▶ [INSTRUCTIONS TO FOLLOW]: Give again, unaltered, the line with "the gray cloud" and all lines that follow it in the listing below, minus any pictures.

Content starts

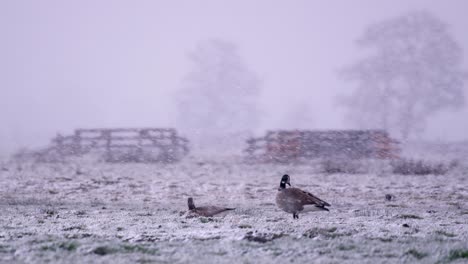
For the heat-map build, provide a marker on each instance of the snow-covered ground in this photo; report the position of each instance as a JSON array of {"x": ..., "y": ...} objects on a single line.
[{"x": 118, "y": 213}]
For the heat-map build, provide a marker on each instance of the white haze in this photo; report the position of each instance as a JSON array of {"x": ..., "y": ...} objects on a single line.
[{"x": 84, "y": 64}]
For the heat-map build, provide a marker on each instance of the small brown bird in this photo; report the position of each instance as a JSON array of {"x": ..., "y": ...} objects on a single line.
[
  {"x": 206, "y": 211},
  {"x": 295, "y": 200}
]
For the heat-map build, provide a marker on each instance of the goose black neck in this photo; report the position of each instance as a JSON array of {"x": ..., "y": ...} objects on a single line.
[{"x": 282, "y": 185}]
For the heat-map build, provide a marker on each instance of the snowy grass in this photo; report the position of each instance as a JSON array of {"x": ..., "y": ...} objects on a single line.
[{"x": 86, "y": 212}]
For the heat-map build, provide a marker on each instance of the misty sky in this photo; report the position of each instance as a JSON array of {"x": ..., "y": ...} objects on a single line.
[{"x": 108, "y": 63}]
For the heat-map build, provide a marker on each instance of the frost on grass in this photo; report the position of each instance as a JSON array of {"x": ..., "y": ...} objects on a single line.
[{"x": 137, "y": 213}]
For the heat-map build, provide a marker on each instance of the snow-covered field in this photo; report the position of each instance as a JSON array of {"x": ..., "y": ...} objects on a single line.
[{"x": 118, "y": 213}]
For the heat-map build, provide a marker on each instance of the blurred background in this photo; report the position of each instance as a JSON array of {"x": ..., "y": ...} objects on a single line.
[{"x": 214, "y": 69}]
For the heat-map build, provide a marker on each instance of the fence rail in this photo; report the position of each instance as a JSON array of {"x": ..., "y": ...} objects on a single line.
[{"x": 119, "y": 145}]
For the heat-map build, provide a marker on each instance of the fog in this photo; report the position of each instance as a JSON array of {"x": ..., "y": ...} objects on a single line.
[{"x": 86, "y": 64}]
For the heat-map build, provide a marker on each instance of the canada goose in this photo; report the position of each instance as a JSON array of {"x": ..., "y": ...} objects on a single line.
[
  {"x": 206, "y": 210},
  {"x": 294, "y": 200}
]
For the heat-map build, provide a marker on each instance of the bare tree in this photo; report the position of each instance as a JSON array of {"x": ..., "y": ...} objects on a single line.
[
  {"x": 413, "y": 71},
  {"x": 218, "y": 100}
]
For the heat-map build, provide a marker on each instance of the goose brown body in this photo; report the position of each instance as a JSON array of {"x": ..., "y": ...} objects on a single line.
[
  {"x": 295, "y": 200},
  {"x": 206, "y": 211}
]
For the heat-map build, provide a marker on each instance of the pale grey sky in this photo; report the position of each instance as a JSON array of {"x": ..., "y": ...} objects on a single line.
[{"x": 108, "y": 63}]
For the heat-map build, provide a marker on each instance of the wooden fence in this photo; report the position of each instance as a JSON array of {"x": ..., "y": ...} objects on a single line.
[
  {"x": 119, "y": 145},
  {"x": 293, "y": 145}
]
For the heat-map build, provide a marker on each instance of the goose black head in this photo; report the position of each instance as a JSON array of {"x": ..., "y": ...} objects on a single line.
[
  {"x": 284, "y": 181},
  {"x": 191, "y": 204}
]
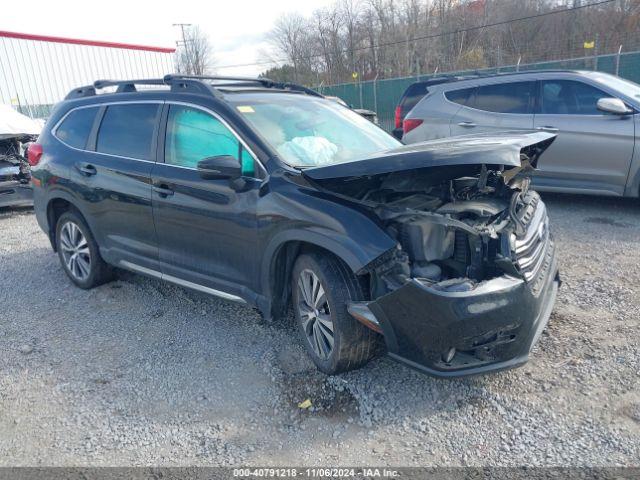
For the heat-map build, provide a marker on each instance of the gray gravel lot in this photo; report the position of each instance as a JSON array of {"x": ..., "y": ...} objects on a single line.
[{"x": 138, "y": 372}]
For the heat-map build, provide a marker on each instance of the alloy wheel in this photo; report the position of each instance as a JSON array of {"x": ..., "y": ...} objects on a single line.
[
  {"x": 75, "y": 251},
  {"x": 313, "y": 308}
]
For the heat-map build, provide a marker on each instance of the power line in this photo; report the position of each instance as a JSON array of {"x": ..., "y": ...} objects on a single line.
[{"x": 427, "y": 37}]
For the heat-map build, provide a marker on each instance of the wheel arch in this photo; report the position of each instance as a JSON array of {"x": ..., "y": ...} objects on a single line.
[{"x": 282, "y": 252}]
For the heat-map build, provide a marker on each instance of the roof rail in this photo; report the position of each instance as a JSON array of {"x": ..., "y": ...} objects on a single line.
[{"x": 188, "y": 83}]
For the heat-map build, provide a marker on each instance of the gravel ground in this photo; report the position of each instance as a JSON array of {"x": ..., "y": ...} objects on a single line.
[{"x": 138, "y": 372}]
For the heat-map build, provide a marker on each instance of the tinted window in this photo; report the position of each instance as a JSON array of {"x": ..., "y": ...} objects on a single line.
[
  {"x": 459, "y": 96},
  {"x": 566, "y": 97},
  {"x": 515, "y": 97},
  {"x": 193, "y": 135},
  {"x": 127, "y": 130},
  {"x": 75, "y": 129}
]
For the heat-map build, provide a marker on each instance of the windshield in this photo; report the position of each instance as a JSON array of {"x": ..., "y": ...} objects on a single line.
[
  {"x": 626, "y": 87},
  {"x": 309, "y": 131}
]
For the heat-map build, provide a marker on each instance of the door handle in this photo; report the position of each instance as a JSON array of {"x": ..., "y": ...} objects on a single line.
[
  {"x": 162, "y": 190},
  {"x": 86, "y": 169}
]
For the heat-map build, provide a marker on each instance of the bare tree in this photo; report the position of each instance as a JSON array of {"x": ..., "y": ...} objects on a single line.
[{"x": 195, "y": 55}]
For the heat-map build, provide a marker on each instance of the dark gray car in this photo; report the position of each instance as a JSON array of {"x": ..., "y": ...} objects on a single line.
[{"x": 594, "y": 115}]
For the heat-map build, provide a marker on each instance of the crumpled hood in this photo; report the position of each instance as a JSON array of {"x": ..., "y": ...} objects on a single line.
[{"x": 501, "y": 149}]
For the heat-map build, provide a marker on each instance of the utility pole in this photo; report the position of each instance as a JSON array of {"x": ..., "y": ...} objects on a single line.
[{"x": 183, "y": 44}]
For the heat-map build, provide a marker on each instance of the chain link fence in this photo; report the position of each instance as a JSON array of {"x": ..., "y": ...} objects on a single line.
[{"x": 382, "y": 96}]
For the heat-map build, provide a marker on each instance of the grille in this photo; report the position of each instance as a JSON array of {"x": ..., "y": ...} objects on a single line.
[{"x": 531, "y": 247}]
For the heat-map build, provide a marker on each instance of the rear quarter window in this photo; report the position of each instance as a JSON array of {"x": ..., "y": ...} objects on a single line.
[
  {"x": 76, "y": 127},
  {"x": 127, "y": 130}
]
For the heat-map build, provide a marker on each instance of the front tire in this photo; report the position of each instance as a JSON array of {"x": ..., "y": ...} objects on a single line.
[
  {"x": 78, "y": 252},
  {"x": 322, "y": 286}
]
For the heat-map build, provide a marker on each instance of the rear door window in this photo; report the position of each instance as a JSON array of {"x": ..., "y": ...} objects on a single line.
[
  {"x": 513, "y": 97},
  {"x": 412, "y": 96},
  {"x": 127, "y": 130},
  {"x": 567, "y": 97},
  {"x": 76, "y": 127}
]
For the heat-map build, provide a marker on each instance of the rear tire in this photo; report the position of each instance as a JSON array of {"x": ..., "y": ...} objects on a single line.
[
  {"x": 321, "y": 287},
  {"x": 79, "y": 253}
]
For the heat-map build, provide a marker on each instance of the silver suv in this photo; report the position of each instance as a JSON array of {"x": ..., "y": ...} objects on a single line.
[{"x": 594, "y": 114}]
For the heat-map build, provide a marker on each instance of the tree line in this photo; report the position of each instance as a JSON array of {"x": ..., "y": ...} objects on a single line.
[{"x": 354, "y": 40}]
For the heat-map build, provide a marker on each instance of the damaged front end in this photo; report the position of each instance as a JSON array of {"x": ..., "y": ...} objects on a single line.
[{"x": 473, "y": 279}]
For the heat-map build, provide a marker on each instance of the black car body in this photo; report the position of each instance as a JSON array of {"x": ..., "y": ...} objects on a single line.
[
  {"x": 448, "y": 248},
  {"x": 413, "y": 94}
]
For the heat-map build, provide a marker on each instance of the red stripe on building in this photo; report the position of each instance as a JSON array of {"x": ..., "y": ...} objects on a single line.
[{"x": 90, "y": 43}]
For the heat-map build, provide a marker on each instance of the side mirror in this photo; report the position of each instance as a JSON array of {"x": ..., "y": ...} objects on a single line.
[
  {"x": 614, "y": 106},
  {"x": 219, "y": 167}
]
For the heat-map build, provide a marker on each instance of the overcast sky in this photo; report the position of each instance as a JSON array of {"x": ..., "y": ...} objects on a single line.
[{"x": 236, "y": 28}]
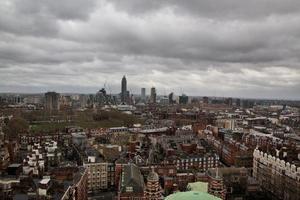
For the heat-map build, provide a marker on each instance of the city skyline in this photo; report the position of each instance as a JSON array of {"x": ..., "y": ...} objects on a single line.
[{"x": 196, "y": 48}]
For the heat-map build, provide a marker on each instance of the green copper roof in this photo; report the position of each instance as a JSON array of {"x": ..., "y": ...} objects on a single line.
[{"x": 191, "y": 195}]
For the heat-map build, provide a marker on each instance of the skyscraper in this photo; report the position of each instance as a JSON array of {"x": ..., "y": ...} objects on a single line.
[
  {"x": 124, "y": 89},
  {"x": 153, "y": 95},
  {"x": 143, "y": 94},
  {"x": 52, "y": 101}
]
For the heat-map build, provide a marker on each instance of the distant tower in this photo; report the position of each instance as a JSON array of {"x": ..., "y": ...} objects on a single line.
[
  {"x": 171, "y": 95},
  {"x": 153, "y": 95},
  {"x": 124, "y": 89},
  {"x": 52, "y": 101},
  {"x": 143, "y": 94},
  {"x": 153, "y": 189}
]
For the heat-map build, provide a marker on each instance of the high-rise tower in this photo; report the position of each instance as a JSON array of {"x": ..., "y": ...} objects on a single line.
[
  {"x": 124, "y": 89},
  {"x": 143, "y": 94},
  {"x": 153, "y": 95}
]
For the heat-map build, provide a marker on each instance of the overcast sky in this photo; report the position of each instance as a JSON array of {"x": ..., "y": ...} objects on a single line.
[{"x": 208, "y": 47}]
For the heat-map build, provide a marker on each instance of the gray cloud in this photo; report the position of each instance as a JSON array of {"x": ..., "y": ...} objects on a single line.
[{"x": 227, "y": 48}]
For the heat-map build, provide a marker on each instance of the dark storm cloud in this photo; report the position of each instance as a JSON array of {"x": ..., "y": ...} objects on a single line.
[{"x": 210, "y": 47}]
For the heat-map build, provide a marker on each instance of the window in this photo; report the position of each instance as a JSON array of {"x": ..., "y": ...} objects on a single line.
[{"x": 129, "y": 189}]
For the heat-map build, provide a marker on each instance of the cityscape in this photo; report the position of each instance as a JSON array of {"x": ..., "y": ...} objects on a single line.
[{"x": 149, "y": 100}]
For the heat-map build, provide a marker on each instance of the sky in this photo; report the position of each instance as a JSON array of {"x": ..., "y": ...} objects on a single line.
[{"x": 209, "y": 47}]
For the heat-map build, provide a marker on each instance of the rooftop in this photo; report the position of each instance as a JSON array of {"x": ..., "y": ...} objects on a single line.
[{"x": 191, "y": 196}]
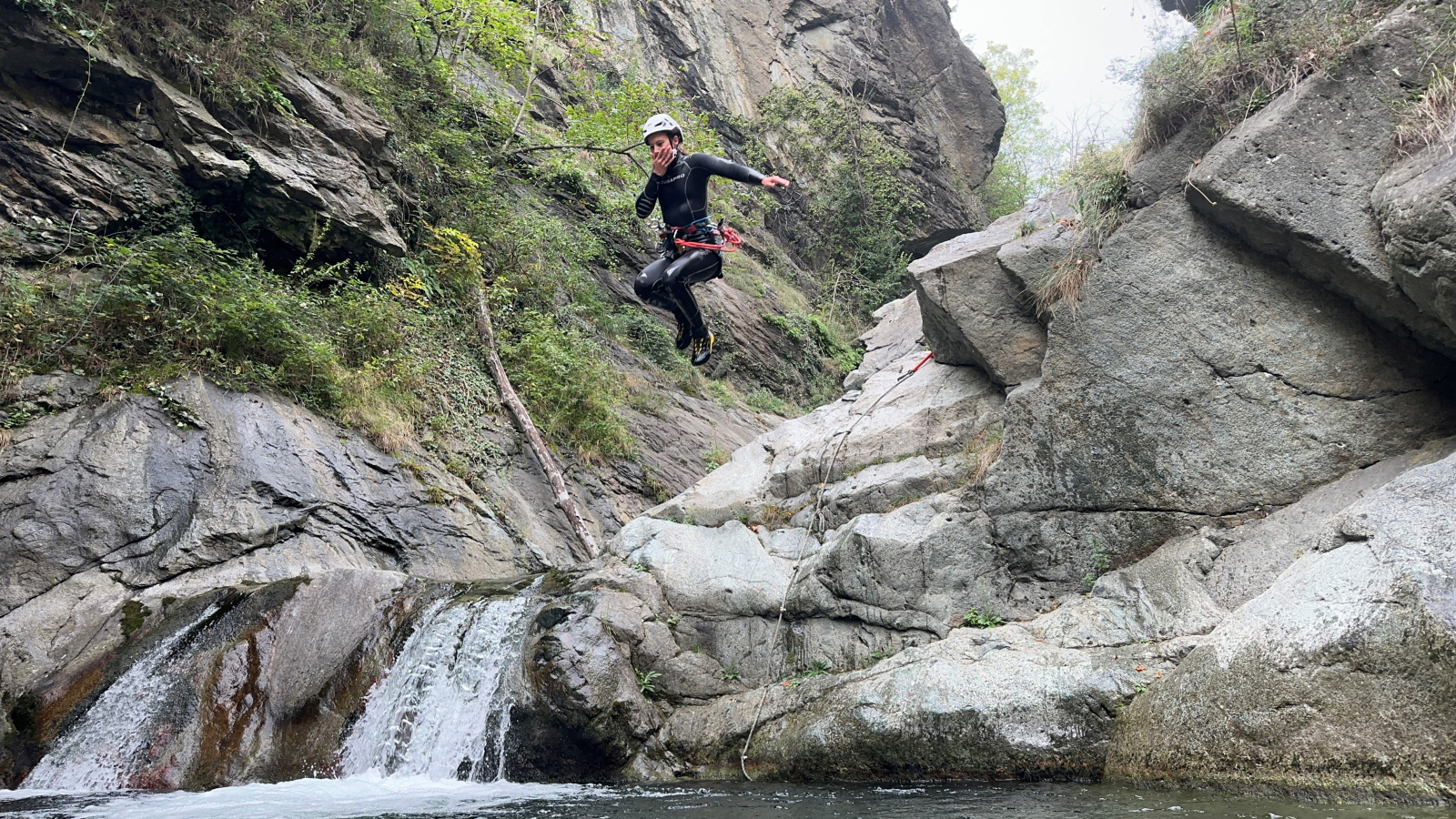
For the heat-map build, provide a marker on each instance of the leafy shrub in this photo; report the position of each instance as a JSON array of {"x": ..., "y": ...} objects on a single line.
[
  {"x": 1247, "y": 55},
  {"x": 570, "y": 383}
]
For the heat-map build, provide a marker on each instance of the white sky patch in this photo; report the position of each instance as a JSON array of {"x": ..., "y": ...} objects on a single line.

Content ends

▶ [ANSWER AREA]:
For the heat-map build, provide a marker on each instance of the gray cloud in this photo; report the position of each instance as a JSON array of {"x": ..., "y": ...} objects on a single line.
[{"x": 227, "y": 48}]
For the heat-map build, provide a marker on each instance of the dark storm cloud in this photo; report the position of each instance as a JSON array of {"x": ..., "y": ...} objects on a single line.
[{"x": 210, "y": 47}]
For the heat-map build, provide a marker on each instance of the window in this photo; report the position of each instance as a JSON array of {"x": ..., "y": ...} objects on a single line.
[{"x": 129, "y": 189}]
For the heat-map build, provide a marker on each instance of the cityscape in this photo; report the position of each instance as a JSON array of {"x": ..., "y": ...} objects on a single line.
[{"x": 149, "y": 100}]
For the heat-map build, provide a marker on each instance of the sky in this photo; report the position of each instance as a JSON array of {"x": ..., "y": ...} objects on a single line.
[{"x": 209, "y": 47}]
For the heat-map build, provide a marker on each instance of the rooftop in this photo; report the position of each instance as a JSON array of {"x": ..., "y": ...} objects on a single line.
[{"x": 191, "y": 196}]
For the heat-map build, provide a marker on each instance of the leafy shrub in this photo; report the position of each instance as a JSON array of {"x": ..., "y": ...} objects on a single line.
[
  {"x": 1247, "y": 55},
  {"x": 570, "y": 383}
]
For the heat-map build, provide a marker on each instance of the white sky patch in this photo; report the position of each instance as a JSON array of {"x": ..., "y": ...} objects on a single line.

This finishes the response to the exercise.